Ma réalité a beau être rythmée par une multitude d’images, les produits de beauté les plus visibles sur mon écran ne s’adressent pas à mes yeux, mais à mon nez.

Depuis la pandémie, l’industrie du parfum a su se tailler une place appréciable sur mon fil et m’a même poussée à parfaire mes connaissances olfactives. Galvanisée par de nombreuses communautés en ligne, je suis devenue une vraie frag head (pour fagrance head), un marché incroyablement diversifié.

Les parfums mis de l’avant sur mes plateformes relèvent de productions artisanales, souvent loin des créations commerciales qu’on retrouve dans les grands magasins. La tiktokeuse parfum Emma Vernon, qui anime aussi l’émission balado Perfume Room, me dit que « bizarrement et même contrairement au nom de leur catégorie, [les parfums] de niche sont désormais (en quelque sorte) rendus mainstream ». Même moi, fille qui ne se parfumait pas du tout, j’ai passé la dernière année à m’asperger d’un effluve underground censé fleurer le gâteau et les ballounes1. Si je ne suis plus surprise de tomber sur une pub ciblée me vendant un parfum à l’haleine de chiot2 ou d’entendre une amie me dire qu’elle s’est acheté un flacon de Jasmin et Cigarette3, reste à comprendre l’essor surprenant de ce créneau spécialisé.

Selon Emma Vernon, TikTok a clairement contribué à alimenter l’engouement croissant pour les parfums. J’ajouterais que l’accès aux créations exclusives s’est aussi démocratisé, notamment grâce au service d’échantillons qu’offrent plusieurs commerces en ligne spécialisés en parfumerie de niche, comme Luckyscent ou Scent Split. Il est désormais possible de découvrir une panoplie de fragrances singulières sans nécessairement se ruiner. Par conséquent, la culture qui se développe autour des odeurs est une culture d’expérimentation et d’apprentissage. On achète un échantillon par curiosité, pour le sentir entre amis ou pour en livrer son appréciation personnelle, mais pas nécessairement pour en faire sa signature.

Une connaissance m’a même parlé de sniff parties, des soirées qu’elle organise chez elle et où les parfums deviennent prétexte à la discussion et au partage.

En parallèle à sa balado, Emma Vernon anime d’ailleurs un smell club sur Zoom, soit une espèce de club de lecture version parfum qui permet aux gens de découvrir et d’analyser cinq créations olfactives par mois.

Puisque posséder des parfums s’inscrit dans une démarche expérientielle, il devient de moins en moins tabou de collectionner les fioles ou de se composer une « garde-robe d’odeurs », une expression que j’emprunte à Sable Yong, une journaliste beauté qui anime aussi une balado olfactive, Smell Ya Later. Selon Yong, « [.. ] la culture des parfums s’est incontestablement métamorphosée ces dernières années, en particulier depuis la pandémie. Les gens se sont tournés vers les parfums pour se remonter le moral ou enrichir les espaces dans lesquels ils passaient le plus clair de leur temps. Les ventes de parfums de luxe et de parfums d’ambiance ont grimpé en flèche et continuent de croître depuis ».

CONSIGNES —
1: Reformulez sous forme de liste le paragraphe du texte sur les parfums de niche qui commence par « Selon Emma Vernon, TikTok a clairement contribué », en conservant ses faits essentiels.
2: D'après le texte sur les parfums de niche, pourquoi devient-il de moins en moins tabou de collectionner les fioles ou de se composer une « garde-robe d'odeurs » ? Répondez en une à trois phrases.

DONNÉES AFFICHÉES —
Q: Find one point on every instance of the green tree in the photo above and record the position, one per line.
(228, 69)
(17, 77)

RÉPONSES COMPLÈTES —
1:
- Selon Emma Vernon, TikTok a alimenté l'engouement croissant pour les parfums.
- L'accès aux créations exclusives s'est démocratisé grâce aux échantillons proposés par des boutiques en ligne spécialisées en parfumerie de niche, comme Luckyscent ou Scent Split.
- On peut ainsi découvrir de nombreuses fragrances singulières sans se ruiner.
- La culture qui en découle est une culture d'expérimentation et d'apprentissage.
- On achète un échantillon par curiosité, pour le sentir entre amis ou pour donner son avis, pas forcément pour en faire sa signature.

2: Posséder des parfums s'inscrit désormais dans une démarche expérientielle. Collectionner les fioles ou se composer une « garde-robe d'odeurs » devient donc de moins en moins tabou.